Reproduce the lines of the listing between the line holding "# Can you find the stick" and the line holding "[359,72,383,109]", inclusive, changing "jacket" to "coat" and leaving everything else unchanged.

Dataset items:

━━━━━━━━━━━━━━━━

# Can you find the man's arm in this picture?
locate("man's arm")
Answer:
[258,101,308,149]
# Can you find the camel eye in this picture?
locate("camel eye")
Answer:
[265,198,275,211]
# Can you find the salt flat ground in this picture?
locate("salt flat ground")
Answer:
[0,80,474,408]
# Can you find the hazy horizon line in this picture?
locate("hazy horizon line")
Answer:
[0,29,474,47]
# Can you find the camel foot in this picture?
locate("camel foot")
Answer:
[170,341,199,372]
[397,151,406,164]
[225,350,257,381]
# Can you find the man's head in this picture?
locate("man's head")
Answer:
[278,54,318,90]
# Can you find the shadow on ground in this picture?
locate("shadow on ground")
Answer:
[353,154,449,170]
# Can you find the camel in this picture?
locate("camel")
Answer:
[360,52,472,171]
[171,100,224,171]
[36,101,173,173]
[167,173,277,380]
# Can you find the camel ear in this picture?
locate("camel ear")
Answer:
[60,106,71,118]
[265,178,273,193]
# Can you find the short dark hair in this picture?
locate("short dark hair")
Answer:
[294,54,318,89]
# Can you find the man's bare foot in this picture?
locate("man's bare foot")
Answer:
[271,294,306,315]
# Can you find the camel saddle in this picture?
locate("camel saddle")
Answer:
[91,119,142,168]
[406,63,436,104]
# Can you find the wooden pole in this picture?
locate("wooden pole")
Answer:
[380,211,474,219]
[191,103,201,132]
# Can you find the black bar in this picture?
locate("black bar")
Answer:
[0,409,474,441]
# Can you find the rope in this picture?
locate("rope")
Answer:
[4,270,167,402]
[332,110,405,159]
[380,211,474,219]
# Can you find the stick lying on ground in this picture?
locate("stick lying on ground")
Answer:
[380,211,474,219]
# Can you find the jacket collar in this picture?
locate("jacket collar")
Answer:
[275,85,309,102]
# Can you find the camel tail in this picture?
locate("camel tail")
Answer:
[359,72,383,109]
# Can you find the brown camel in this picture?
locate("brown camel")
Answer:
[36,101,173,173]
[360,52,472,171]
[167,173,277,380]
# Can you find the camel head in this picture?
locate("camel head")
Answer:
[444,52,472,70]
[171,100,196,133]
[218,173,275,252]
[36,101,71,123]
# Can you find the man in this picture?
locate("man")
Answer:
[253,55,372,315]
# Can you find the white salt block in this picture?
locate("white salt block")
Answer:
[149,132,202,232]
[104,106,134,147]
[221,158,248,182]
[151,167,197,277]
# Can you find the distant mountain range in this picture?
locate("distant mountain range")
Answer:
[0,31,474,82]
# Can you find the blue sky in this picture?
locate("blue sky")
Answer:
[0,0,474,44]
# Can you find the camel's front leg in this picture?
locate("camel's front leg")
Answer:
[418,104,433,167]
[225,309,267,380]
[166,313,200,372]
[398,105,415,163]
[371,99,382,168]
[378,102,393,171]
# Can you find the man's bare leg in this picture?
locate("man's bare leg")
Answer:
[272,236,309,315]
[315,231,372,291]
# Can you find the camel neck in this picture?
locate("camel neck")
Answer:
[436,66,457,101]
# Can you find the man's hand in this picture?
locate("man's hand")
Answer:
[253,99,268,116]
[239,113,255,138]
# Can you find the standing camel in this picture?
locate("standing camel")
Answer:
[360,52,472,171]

━━━━━━━━━━━━━━━━

> [Solution below]:
# Can you find the stick lying on ground in this picture?
locate("stick lying on ground")
Answer:
[380,211,474,219]
# Can you find the coat collar in this picture?
locate("coat collar")
Answer:
[275,85,309,102]
# Can you find the camel tail in this picture?
locate("camel tail")
Answer:
[359,72,383,109]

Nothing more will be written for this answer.